Document extract.
______________________________

Systematic Theology – Covenant
Is There A Covenant Of Works
Professor: Dr. R.J. Rushdoony
Subject: Systematic Theology
Lesson: 02-22
Genre: Speech
Track: 1 of 22
Dictation Name: 02 Is There A Covenant Of Works
Location/Venue:
Year:
Our subject in this session is: Is There A Covenant of Works. I’d like to read the first five verses of Leviticus 18.
“And the Lord spake unto Moses, saying,
2 Speak unto the children of Israel, and say unto them, I am the Lord your God.
3 After the doings of the land of Egypt, wherein ye dwelt, shall ye not do: and after the doings of the land of Canaan, whither I bring you, shall ye not do: neither shall ye walk in their ordinances.
4 Ye shall do my judgments, and keep mine ordinances, to walk therein: I am the Lord your God.
5 Ye shall therefore keep my statutes, and my judgments: which if a man do, he shall live in them: I am the Lord.”
The Westminster Confession is one of the great documents of the Christian faith but at one point it has rightly been criticized over the years. It’s a strange fact however that point at which reformed theologians so criticize the Westminster Confession seems to be the point that sticks in the mind of so many peoples. We seem to have a propensity for error rather than truth. This problem in the Westminster Confession is it’s concept of a covenant of works. The key references to this covenant of works is chapter seven of the confession and I will read the relevant sections, sections two and three.

______________________________

Records provided.
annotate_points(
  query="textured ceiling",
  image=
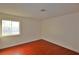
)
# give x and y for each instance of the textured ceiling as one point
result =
(33, 9)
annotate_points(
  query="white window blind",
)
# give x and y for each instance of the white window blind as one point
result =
(10, 28)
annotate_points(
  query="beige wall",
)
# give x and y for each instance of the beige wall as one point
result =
(30, 29)
(62, 30)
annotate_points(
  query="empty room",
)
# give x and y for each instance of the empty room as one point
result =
(39, 29)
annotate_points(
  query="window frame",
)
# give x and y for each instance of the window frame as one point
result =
(11, 28)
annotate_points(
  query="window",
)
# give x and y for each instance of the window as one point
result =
(10, 28)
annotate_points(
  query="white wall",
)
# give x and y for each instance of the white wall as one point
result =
(62, 30)
(30, 30)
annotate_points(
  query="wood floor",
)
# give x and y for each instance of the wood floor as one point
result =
(38, 47)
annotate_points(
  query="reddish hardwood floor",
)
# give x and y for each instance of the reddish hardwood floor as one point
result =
(38, 47)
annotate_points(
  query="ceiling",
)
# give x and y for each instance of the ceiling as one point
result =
(33, 9)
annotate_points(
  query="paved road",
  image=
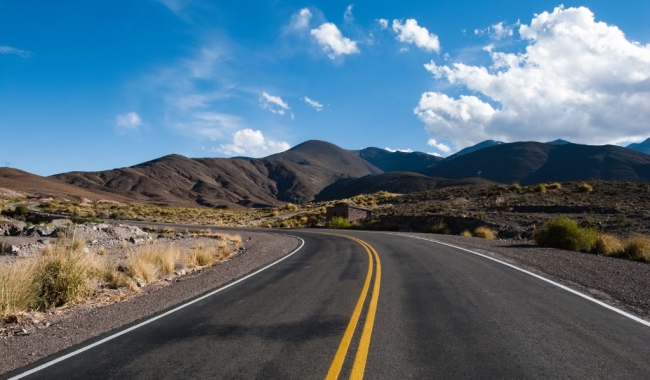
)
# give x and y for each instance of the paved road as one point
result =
(440, 313)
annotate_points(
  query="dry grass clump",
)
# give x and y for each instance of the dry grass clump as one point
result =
(440, 229)
(17, 286)
(585, 188)
(484, 233)
(150, 263)
(606, 245)
(564, 233)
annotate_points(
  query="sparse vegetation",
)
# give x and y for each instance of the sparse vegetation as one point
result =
(484, 233)
(66, 273)
(439, 228)
(564, 233)
(339, 222)
(585, 188)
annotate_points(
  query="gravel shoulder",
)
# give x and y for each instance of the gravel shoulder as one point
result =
(66, 328)
(621, 283)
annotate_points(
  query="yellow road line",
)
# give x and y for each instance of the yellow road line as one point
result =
(361, 357)
(339, 358)
(364, 345)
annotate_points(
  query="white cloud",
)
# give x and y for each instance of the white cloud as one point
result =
(347, 16)
(407, 150)
(300, 20)
(411, 33)
(129, 121)
(274, 104)
(578, 79)
(498, 31)
(440, 146)
(313, 103)
(11, 50)
(333, 42)
(247, 142)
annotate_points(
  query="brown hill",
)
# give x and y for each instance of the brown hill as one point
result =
(394, 182)
(416, 162)
(36, 186)
(295, 175)
(532, 162)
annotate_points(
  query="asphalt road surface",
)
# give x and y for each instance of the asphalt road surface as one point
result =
(379, 306)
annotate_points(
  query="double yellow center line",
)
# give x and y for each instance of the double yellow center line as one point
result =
(364, 344)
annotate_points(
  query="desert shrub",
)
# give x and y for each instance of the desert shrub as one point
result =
(204, 257)
(64, 276)
(564, 233)
(541, 188)
(339, 222)
(17, 286)
(606, 245)
(484, 233)
(439, 228)
(585, 188)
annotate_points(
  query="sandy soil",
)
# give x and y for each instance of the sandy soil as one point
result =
(36, 335)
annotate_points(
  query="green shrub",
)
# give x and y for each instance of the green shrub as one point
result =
(440, 229)
(339, 222)
(564, 233)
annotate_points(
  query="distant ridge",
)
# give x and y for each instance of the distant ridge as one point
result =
(532, 162)
(295, 175)
(643, 147)
(474, 148)
(416, 162)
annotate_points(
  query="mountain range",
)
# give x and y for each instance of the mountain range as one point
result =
(318, 170)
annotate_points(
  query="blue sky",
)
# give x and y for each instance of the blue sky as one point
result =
(98, 85)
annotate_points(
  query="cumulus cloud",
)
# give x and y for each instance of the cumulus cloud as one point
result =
(128, 121)
(300, 20)
(332, 42)
(247, 142)
(440, 146)
(578, 79)
(12, 50)
(313, 103)
(347, 16)
(274, 104)
(498, 31)
(410, 32)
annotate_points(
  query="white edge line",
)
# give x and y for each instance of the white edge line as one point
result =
(619, 311)
(64, 357)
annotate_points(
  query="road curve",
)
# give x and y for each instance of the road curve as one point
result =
(440, 312)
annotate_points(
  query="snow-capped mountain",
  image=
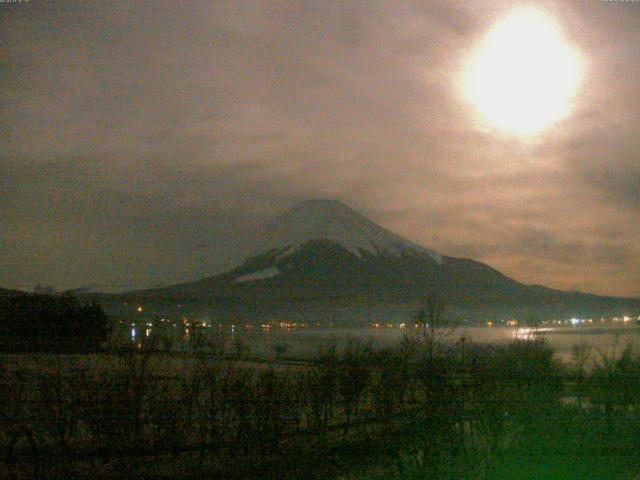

______________________________

Exercise set.
1) Answer these from the lecture transcript on the covenant of works:
(a) Which chapter of Leviticus is read, and how many of its verses?
(b) Which chapter of the Westminster Confession holds the key references to the covenant of works?
(c) Who is named as the professor?
2) In the lecture transcript on the covenant of works, write the stretch from "Systematic Theology –" through "of Leviticus 18." again, swapping "session" for "lecture".
3) Carry the lecture transcript on the covenant of works forward from its final sentence.

The results.
1)
(a) Leviticus 18, its first five verses.
(b) Chapter seven.
(c) Dr. R.J. Rushdoony.

2)
Systematic Theology – Covenant
Is There A Covenant Of Works
Professor: Dr. R.J. Rushdoony
Subject: Systematic Theology
Lesson: 02-22
Genre: Speech
Track: 1 of 22
Dictation Name: 02 Is There A Covenant Of Works
Location/Venue:
Year:
Our subject in this lecture is: Is There A Covenant of Works. I’d like to read the first five verses of Leviticus 18.

3)
“The first covenant made with man was a covenant of works, wherein life was promised to Adam, and in him to his posterity, upon condition of perfect and personal obedience.
III. Man by his fall having made himself incapable of life by that covenant, the Lord was pleased to make a second, commonly called the covenant of grace: wherein he freely offered unto sinners life and salvation by Jesus Christ, requiring of them faith in him, that they may be saved, and promising to give unto all those that are ordained unto life, his Holy Spirit, to make them willing and able to believe.”
Then in section one, of chapter nineteen ‘Of the Law of God’ the confession says:
“God gave to Adam a law, as a covenant of works, by which he bound him and all his posterity to personal, entire, exact, and perpetual obedience; promised life upon the fulfilling, and threatened death upon the breach of it; and endued him with power and ability to keep it.”
Then from the larger catechism, section thirty:
“Does God leave all mankind to perish in the estate of sin and misery?
God does not leave all men to perish in the estate of sin and misery, into which they fell by the breach of the first covenant, commonly called the covenant of works; but of his mere love and mercy delivers his elect out of it, and brings them into an estate of salvation by the second covenant, commonly called the covenant of grace.”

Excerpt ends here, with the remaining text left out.